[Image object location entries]
--------------------
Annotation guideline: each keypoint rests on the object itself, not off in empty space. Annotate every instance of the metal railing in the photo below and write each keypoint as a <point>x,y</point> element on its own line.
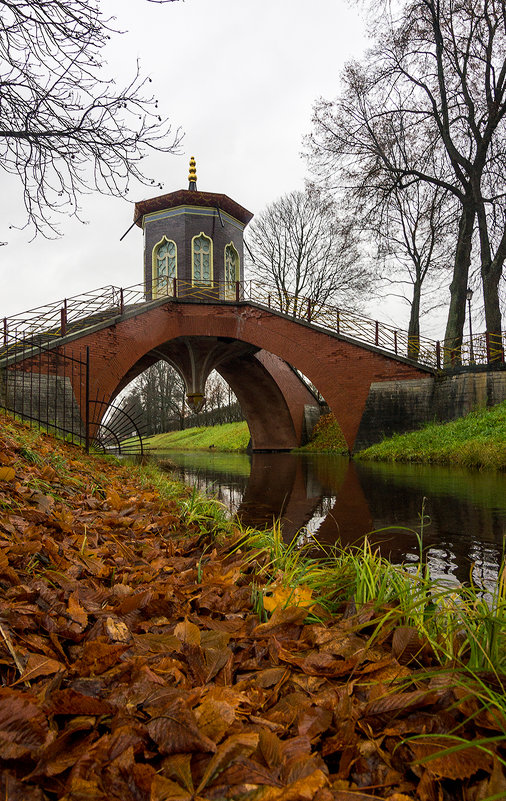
<point>55,320</point>
<point>49,389</point>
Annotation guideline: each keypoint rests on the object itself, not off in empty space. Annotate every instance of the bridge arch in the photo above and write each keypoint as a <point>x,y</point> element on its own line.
<point>341,369</point>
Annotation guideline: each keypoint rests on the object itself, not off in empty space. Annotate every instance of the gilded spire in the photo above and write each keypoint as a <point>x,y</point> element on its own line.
<point>192,176</point>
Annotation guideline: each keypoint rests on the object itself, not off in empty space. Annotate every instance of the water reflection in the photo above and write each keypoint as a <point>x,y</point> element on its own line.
<point>462,513</point>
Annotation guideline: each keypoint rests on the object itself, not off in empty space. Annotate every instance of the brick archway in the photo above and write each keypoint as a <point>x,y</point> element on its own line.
<point>341,369</point>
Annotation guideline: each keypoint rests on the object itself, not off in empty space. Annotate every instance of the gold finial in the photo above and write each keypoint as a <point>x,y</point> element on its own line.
<point>192,176</point>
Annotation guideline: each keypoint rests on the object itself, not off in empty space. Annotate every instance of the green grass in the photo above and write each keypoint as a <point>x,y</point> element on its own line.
<point>327,437</point>
<point>227,437</point>
<point>477,440</point>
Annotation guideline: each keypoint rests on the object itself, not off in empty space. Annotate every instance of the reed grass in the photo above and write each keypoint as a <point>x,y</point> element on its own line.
<point>225,437</point>
<point>477,441</point>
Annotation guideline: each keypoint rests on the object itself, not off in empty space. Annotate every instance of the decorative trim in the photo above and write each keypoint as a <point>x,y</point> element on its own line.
<point>196,211</point>
<point>154,270</point>
<point>230,285</point>
<point>200,282</point>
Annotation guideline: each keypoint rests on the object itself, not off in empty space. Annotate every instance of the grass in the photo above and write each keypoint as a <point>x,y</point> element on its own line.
<point>326,437</point>
<point>457,635</point>
<point>477,441</point>
<point>227,437</point>
<point>459,627</point>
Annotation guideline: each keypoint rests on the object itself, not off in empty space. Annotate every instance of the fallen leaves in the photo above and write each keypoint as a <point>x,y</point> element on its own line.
<point>135,669</point>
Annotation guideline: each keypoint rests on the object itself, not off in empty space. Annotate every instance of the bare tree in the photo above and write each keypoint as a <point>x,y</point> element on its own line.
<point>436,82</point>
<point>301,245</point>
<point>414,229</point>
<point>65,127</point>
<point>158,397</point>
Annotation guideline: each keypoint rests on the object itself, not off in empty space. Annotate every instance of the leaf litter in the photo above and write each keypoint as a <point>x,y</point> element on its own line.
<point>134,670</point>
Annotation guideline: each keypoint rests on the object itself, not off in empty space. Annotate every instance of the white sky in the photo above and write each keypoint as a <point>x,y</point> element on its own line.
<point>240,78</point>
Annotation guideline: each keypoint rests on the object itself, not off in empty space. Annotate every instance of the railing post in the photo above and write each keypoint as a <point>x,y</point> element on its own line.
<point>63,319</point>
<point>87,402</point>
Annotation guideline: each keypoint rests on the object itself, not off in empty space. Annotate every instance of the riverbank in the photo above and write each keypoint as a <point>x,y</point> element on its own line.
<point>476,441</point>
<point>152,649</point>
<point>228,437</point>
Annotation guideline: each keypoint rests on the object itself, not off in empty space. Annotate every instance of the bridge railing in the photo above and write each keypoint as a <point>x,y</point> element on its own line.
<point>58,319</point>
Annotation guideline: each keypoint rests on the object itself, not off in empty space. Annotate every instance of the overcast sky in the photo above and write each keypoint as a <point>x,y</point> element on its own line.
<point>240,78</point>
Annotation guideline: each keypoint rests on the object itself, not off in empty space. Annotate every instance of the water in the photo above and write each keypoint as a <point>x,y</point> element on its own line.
<point>461,513</point>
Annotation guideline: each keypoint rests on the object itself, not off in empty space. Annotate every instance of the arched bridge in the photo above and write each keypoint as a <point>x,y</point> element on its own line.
<point>250,333</point>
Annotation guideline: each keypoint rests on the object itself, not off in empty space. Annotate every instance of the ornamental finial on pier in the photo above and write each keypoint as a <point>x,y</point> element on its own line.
<point>192,176</point>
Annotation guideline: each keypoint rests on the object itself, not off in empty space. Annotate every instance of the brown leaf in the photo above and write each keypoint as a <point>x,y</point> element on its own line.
<point>7,473</point>
<point>407,645</point>
<point>214,718</point>
<point>117,631</point>
<point>280,618</point>
<point>71,702</point>
<point>187,632</point>
<point>303,789</point>
<point>163,789</point>
<point>39,665</point>
<point>178,767</point>
<point>23,725</point>
<point>314,721</point>
<point>435,757</point>
<point>177,732</point>
<point>235,746</point>
<point>397,701</point>
<point>76,611</point>
<point>97,657</point>
<point>270,746</point>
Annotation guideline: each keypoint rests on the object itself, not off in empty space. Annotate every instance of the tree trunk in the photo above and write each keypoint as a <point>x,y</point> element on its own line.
<point>458,287</point>
<point>414,322</point>
<point>490,279</point>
--------------------
▶ **Exercise instructions**:
Reproduce the lines above verbatim, from the first to the last, omitting the pictures.

▶ **Result of the task**:
Annotation guideline: each keypoint rests on the object itself, not off in empty space. Annotate every instance of the metal railing in the photo below and write each keypoint as a <point>x,y</point> element on its own line.
<point>55,320</point>
<point>49,389</point>
Annotation guideline: each keypoint rests on the object itself, not off in empty space. Annotate every instance of the bridge arch in the photo above and write each keypoint as a <point>x,y</point> element on its own line.
<point>341,369</point>
Annotation guideline: each keypoint rests on the object itself, not off in empty space. Annotate every instance of the gilded spire in the photo above and write each keypoint as a <point>x,y</point> element on its own line.
<point>192,176</point>
Annotation guideline: each keypoint rests on the object itself, not off in empty space. Annotate every instance of the water reflection in the photo above and write each keypoint as a <point>x,y</point> element on its own line.
<point>462,513</point>
Annotation guideline: each keypoint rests on the object itself, not off in empty space. Annotate every instance of the brick archway in the photo above and write each keypoint as a <point>x,y</point> element on its own line.
<point>341,369</point>
Annotation guideline: each keypoint rests on the object itself, not off in empty space. Annotate every instance of the gold finial in the photo above and write each keypoint as a <point>x,y</point> element on its own line.
<point>192,176</point>
Annotation guideline: each keypoint rests on the object itself, not off in empty space. Annotate every instance of the green grass in the photo above and write each keypoint as a <point>x,y</point> element on its own line.
<point>327,437</point>
<point>227,437</point>
<point>477,440</point>
Annotation guideline: each keypoint rests on the object itself, not off in empty space. Annotate every instance of the reed grass in the photo above and write each keypoint as a <point>x,y</point> element on its own line.
<point>225,437</point>
<point>477,441</point>
Annotation guideline: each keypoint rests on the object itself, not off in empty space. Annotate every instance of the decorative trim in the photo above and write each keypoint as a <point>x,y</point> element on its own line.
<point>196,211</point>
<point>154,270</point>
<point>230,285</point>
<point>200,282</point>
Annotation guideline: each keypoint rests on the object itself, not off in empty space. Annotate every instance of the grass in the photo above and write each keypoint as a <point>x,y</point> element on its own line.
<point>326,437</point>
<point>457,635</point>
<point>477,441</point>
<point>227,437</point>
<point>459,627</point>
Annotation guideline: each keypoint rests on the object itself, not off in empty space. Annotate every instance of the fallen leaves in the photo above and write each keypoint as a <point>x,y</point> element on its own line.
<point>135,669</point>
Annotation guideline: each keypoint rests on the object itself, not off in empty space. Annotate every instance of the bare tree in the photo above and write each keypoint as a <point>x,y</point> element on its own line.
<point>436,82</point>
<point>301,245</point>
<point>414,229</point>
<point>65,127</point>
<point>158,397</point>
Annotation guideline: each keypoint rests on the object itself, not off in empty space. Annotate every instance of the leaf litter in the photo above and write each keypoint as a <point>x,y</point> element on its own line.
<point>134,670</point>
Annotation guideline: each keypoint rests on the object itself, not off in empty space. Annotate every instance of the white sky in the photo above and write each keypoint as a <point>x,y</point> element on its own line.
<point>240,78</point>
Annotation guideline: each keypoint rests on the object itself, not off in empty space. Annotate every instance of the railing post in the photo above and write each keypoint as a <point>x,y</point> element on its own line.
<point>63,319</point>
<point>87,402</point>
Annotation guideline: each keypoint rests on the object itself, not off in empty space. Annotate every instance of the riverbank in the photo above and write each keypoint as a <point>x,y</point> element on its own line.
<point>476,441</point>
<point>152,649</point>
<point>228,437</point>
Annotation guideline: each keypoint rests on the object itself, not off in empty space. Annotate every instance of the bridge railing in the photo above and write each keypoint as a <point>x,y</point> element on its own line.
<point>58,319</point>
Annotation guideline: each keypoint rests on the object itself, not off in empty space. Annotate every instance of the overcast sky in the photo above and write each keypoint as a <point>x,y</point> element on its own line.
<point>240,78</point>
Annotation guideline: each keypoint rests on the object itself, not off in empty space. Annotate every instance of the water in the photo above and write each keypoint as a <point>x,y</point> element on its own line.
<point>461,513</point>
Annotation guideline: each keypoint rests on the object itself, not off in empty space. Annotate every instance of the arched bridge in the photo above and write each keypoint as a <point>x,y</point> element on its own line.
<point>250,333</point>
Annotation guideline: each keypoint rests on the object itself, not off in empty space. Annotate every instance of the ornamental finial on pier in the photo above and write each keypoint as a <point>x,y</point> element on its own line.
<point>192,176</point>
Annotation guideline: each keypoint rests on the object itself, not off in empty space. Annotate every instance of the brown leaf in the photo above and write each keypoint as a <point>x,y</point> element on its own line.
<point>7,473</point>
<point>407,645</point>
<point>214,718</point>
<point>117,631</point>
<point>280,618</point>
<point>71,702</point>
<point>187,632</point>
<point>303,789</point>
<point>163,789</point>
<point>39,665</point>
<point>178,767</point>
<point>23,725</point>
<point>314,721</point>
<point>435,757</point>
<point>177,732</point>
<point>235,746</point>
<point>397,701</point>
<point>76,611</point>
<point>97,657</point>
<point>270,746</point>
Annotation guideline: each keypoint rests on the object itself, not off in empty space. Annotate every instance of the tree trunk in the photo above and write each keypoint as a <point>x,y</point> element on its own line.
<point>458,287</point>
<point>414,322</point>
<point>490,279</point>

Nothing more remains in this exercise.